▼

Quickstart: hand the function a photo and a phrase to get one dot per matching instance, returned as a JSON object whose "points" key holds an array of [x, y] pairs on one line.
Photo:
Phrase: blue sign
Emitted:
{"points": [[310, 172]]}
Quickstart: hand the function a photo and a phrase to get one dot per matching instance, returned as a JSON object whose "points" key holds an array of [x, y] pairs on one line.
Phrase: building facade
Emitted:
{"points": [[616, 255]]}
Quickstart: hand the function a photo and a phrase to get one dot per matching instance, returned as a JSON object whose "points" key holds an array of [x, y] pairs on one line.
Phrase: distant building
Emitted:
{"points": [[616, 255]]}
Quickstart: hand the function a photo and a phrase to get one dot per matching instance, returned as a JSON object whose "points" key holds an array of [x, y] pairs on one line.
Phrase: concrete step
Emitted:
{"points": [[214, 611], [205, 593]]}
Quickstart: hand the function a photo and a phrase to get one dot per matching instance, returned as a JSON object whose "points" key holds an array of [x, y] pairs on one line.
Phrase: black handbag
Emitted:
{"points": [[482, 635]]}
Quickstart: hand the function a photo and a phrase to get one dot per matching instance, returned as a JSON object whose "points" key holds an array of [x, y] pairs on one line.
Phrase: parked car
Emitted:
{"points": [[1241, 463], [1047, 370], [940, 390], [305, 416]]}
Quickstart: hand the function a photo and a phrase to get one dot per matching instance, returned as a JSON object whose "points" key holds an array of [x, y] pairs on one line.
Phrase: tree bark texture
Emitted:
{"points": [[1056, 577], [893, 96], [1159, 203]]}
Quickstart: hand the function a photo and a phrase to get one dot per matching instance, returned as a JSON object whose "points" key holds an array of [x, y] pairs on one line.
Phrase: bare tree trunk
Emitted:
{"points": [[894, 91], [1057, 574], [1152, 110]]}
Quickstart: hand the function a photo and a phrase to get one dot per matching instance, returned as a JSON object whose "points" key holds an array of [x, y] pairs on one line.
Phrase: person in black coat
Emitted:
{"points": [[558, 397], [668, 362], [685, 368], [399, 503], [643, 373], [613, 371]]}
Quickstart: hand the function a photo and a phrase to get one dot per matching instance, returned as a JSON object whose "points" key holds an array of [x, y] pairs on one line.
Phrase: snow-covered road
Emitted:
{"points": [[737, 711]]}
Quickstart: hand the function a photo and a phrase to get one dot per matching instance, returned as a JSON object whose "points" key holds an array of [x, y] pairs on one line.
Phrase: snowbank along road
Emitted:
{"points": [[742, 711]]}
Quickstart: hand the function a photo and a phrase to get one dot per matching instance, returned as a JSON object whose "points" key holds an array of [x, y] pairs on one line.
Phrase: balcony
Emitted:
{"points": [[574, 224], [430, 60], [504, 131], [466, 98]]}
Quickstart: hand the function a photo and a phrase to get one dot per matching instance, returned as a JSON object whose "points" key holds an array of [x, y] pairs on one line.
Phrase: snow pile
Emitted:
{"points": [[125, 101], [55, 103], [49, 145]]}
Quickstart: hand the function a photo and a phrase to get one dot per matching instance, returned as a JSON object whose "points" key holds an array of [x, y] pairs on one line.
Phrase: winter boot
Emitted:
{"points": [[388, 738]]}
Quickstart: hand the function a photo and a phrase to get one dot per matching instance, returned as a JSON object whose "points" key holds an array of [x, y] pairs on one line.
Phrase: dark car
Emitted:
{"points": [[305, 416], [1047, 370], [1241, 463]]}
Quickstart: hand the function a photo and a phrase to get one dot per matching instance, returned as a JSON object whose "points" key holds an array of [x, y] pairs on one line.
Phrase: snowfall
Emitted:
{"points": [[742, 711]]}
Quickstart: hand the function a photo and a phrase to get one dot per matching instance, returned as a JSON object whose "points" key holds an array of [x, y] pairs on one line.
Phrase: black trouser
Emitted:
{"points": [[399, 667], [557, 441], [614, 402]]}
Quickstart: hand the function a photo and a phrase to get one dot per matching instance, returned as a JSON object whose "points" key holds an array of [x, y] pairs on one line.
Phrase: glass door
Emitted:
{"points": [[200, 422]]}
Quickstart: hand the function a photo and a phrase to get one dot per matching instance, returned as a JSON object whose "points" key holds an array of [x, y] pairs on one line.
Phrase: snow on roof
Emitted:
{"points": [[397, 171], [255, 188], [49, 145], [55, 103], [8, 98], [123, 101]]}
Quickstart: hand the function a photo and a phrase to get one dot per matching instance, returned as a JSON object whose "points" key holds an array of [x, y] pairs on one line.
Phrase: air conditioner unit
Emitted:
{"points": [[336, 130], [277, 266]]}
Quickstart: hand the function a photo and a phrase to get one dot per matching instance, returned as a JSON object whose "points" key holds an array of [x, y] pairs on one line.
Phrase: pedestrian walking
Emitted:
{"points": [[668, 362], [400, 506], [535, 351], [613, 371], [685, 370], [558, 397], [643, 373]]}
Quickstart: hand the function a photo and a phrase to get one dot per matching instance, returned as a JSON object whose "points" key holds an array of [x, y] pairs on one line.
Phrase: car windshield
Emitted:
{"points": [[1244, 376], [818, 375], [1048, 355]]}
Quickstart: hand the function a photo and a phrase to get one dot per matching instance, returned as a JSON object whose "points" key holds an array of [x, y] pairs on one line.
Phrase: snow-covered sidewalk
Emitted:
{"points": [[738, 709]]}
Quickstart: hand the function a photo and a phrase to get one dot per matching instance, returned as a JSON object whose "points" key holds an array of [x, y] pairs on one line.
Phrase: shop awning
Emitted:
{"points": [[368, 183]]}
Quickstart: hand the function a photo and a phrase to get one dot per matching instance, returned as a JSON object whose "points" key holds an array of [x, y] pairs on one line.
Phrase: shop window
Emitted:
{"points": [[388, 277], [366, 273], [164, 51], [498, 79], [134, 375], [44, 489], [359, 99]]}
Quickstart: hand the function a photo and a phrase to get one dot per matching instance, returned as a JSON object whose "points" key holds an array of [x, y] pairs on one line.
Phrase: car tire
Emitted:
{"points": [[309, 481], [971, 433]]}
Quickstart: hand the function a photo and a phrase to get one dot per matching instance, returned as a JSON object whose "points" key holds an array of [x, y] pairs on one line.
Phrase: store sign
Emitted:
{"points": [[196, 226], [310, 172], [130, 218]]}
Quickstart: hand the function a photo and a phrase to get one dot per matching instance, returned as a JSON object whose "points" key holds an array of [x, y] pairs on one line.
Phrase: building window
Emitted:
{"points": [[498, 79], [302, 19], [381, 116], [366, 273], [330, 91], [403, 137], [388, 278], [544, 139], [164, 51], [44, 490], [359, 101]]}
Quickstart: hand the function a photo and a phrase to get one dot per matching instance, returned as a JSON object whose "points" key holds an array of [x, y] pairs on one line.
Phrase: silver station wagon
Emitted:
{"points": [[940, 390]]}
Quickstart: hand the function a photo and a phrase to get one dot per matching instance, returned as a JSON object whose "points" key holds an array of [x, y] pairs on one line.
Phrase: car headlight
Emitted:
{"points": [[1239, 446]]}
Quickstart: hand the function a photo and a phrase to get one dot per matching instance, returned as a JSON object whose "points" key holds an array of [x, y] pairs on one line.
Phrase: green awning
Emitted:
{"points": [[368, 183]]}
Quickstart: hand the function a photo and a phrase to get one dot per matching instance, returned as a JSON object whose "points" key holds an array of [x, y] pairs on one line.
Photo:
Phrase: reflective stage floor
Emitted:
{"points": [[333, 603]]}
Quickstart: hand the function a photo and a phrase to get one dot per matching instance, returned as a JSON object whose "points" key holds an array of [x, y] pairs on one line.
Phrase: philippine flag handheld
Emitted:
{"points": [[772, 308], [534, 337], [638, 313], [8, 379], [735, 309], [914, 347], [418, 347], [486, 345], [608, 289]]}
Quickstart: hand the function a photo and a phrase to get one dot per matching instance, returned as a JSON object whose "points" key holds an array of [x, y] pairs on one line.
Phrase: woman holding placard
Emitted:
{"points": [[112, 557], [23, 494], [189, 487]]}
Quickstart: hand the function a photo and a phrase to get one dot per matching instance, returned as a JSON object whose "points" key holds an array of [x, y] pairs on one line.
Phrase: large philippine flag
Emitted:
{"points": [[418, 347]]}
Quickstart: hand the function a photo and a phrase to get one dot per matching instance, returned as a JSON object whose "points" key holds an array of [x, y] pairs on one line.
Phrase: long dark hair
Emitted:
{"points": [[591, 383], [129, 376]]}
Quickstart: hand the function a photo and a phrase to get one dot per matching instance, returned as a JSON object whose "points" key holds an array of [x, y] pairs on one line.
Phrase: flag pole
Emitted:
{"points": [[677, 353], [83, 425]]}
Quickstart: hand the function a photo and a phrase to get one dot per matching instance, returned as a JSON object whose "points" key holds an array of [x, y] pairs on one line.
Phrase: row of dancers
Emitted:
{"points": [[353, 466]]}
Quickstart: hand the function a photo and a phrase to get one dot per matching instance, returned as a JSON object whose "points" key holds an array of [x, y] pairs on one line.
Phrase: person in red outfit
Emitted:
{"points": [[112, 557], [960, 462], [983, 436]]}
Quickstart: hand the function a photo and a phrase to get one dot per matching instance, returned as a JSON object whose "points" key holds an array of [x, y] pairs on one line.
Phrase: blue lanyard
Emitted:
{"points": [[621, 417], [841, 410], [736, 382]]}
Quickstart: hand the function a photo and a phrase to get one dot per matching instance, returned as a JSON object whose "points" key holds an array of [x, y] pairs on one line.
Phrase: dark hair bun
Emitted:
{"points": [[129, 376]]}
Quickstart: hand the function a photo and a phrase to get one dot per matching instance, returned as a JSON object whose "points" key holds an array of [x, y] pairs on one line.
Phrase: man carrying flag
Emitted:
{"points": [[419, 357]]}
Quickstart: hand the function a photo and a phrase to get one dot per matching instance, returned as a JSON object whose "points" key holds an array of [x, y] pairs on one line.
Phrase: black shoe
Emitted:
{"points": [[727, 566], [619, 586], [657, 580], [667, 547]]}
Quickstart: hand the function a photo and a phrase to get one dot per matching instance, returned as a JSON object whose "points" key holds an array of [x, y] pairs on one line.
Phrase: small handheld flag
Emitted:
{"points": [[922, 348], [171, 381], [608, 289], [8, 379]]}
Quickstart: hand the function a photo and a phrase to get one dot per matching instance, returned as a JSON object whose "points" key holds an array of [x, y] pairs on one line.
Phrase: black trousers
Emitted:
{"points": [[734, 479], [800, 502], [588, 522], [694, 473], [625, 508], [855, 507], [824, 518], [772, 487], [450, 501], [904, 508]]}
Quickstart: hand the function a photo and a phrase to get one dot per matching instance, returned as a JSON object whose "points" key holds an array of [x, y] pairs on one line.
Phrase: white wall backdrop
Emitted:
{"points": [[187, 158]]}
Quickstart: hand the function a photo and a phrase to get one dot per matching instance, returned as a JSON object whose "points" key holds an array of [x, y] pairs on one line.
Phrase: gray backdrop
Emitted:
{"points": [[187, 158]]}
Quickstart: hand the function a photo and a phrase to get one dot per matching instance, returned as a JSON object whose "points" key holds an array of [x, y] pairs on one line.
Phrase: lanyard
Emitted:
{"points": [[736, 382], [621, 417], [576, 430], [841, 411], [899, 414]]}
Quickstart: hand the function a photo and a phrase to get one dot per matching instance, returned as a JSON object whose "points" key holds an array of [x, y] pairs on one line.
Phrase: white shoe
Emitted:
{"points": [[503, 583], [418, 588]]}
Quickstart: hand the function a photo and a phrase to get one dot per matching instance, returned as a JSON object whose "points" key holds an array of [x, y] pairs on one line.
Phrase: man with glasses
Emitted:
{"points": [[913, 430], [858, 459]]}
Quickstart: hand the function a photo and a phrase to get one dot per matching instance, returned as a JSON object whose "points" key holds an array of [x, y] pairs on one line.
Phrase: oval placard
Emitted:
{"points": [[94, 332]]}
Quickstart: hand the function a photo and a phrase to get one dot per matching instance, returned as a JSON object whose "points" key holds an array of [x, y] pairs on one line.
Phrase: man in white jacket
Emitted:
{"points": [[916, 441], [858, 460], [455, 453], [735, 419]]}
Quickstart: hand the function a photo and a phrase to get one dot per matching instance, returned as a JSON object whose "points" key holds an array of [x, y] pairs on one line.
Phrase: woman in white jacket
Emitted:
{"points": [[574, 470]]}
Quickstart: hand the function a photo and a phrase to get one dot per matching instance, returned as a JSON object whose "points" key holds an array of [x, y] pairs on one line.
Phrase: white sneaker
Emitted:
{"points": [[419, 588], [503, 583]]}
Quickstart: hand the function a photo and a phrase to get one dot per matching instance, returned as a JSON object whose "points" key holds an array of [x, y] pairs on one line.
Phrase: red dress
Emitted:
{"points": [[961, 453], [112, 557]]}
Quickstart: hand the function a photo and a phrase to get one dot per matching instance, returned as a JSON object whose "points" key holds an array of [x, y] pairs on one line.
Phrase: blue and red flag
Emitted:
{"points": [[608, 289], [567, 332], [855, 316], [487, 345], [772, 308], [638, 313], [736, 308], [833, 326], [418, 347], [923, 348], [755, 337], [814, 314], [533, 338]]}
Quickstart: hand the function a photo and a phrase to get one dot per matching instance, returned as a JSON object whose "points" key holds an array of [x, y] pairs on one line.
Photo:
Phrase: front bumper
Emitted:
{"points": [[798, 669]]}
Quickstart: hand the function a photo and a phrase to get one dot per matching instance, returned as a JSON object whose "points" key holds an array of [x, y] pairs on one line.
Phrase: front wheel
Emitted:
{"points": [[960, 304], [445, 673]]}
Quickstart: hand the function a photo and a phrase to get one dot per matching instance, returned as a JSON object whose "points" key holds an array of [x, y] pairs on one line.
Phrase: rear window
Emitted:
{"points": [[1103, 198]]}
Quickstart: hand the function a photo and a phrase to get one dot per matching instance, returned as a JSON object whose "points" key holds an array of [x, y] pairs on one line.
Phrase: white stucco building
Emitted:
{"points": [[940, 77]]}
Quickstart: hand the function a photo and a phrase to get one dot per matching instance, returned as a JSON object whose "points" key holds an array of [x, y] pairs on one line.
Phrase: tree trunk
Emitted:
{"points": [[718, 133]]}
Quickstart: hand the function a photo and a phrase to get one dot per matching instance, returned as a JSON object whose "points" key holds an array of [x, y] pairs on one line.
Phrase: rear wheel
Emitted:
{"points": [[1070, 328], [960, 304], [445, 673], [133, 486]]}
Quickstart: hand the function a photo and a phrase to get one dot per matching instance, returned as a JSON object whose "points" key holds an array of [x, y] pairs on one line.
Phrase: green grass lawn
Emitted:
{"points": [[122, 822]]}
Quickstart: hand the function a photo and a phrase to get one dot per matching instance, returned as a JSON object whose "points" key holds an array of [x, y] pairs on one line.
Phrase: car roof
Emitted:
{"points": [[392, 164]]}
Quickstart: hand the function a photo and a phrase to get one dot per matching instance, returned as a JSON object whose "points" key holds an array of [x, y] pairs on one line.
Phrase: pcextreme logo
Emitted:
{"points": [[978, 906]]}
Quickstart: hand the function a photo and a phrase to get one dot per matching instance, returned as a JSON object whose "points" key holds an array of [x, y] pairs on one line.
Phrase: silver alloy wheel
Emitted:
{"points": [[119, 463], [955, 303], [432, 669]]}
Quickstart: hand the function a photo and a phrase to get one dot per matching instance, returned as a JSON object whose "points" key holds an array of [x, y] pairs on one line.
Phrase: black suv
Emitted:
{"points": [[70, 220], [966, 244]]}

▲

▸ CONSEGNA:
Riporta ogni riga dei dati che contiene la parola "person".

▸ RISULTATO:
Phrase: person in black coat
Phrase: person in red outfit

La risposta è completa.